→ STATED EXERCISE 1
In the article on big data and Australian national security, which conference was Cooper addressing?
→ STATED EXERCISE 2
Using the article on big data and Australian national security, say whether each statement agrees with it. Answer yes or no for each and quote the deciding words.
(a) Cooper is DSIC's technical director for information superiority.
(b) The paper Cooper cited was published in 2012.
(c) Cooper argued that the completeness of a data set matters more than the scale of data used for machine learning.

→ DOCUMENT EXCERPT
####

Australian defence and national security organisations are "drowning in the data" they generate, Brenton Cooper from the Defence Systems Innovation Centre told a Canberra summit on big data today.
Addressing the Australian Information Industry Association's Navigating Big Data conference, Cooper, DSIC's technical director for information superiority, said Defence was generating a "huge amount of data".
"The challenge and the opportunities that we see [are making] the processes that the organisations are trying to deal with, rather than task-driven, make them data-driven," Cooper said.
"So let the data drive the business process."
"To do that, you really need to build the machine enablement, the smart analytics, that can turn the data into information the organisation can then use to make the decisions that they need to," Cooper said.
Cooper gave examples of two of DSIC's data-heavy research areas where the organisation has employed machine learning to deal with the onslaught of data.
"We've been doing a little bit of work in collaboration with Defence's Imagery and Geospatial Organisation," Cooper said.
"One of the tasks they deal with is looking at the satellite feeds, the imagery feeds that they receive from coalition systems." One of DIGO's tasks is monitoring changes in facilities in other countries.
"So they might be looking at a port in a foreign country, or a nuclear facility in a foreign country, and trying to detect changes in it that are of significance," Cooper said.
If the organisation was only receiving a few images a week, they could easily be studied and assessed by an analyst. "But if you're receiving 100,000 [images] a week and you have 40 analysts, analysts, it's very, very difficult to do," Cooper said.
DSIC has been investigating the use of machine learning "to really put some semantic understanding around those images, and therefore look at changes at that semantic level," Cooper said.
"By doing that, you're making it a data-driven process."
Citing 'The Unreasonable Effectiveness of Data', a paper written by Google's Alon Halevy, Peter Norvig, and Fernando Pereira published in IEEE 2009, Cooper argued that the scale of data used for machine learning could be much more important than the completeness of a data set.

####

→ DATASET EXCERPTS
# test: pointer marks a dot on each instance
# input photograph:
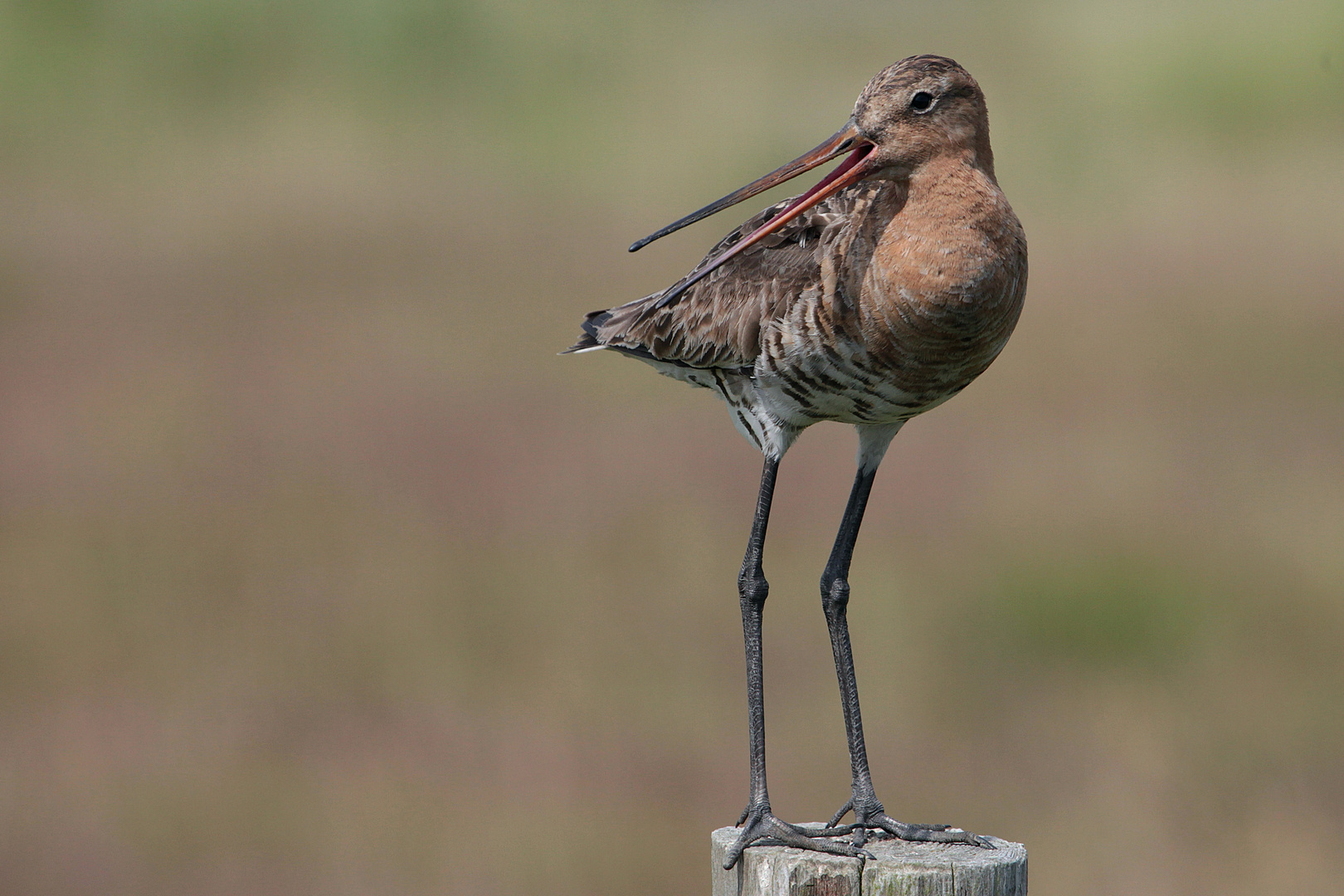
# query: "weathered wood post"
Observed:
(901, 869)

####

→ WORKED SOLUTION 1
The Australian Information Industry Association's Navigating Big Data conference.

→ WORKED SOLUTION 2
(a) Yes: "DSIC's technical director for information superiority"
(b) No: "published in IEEE 2009"
(c) No: "the scale of data used for machine learning could be much more important than the completeness of a data set"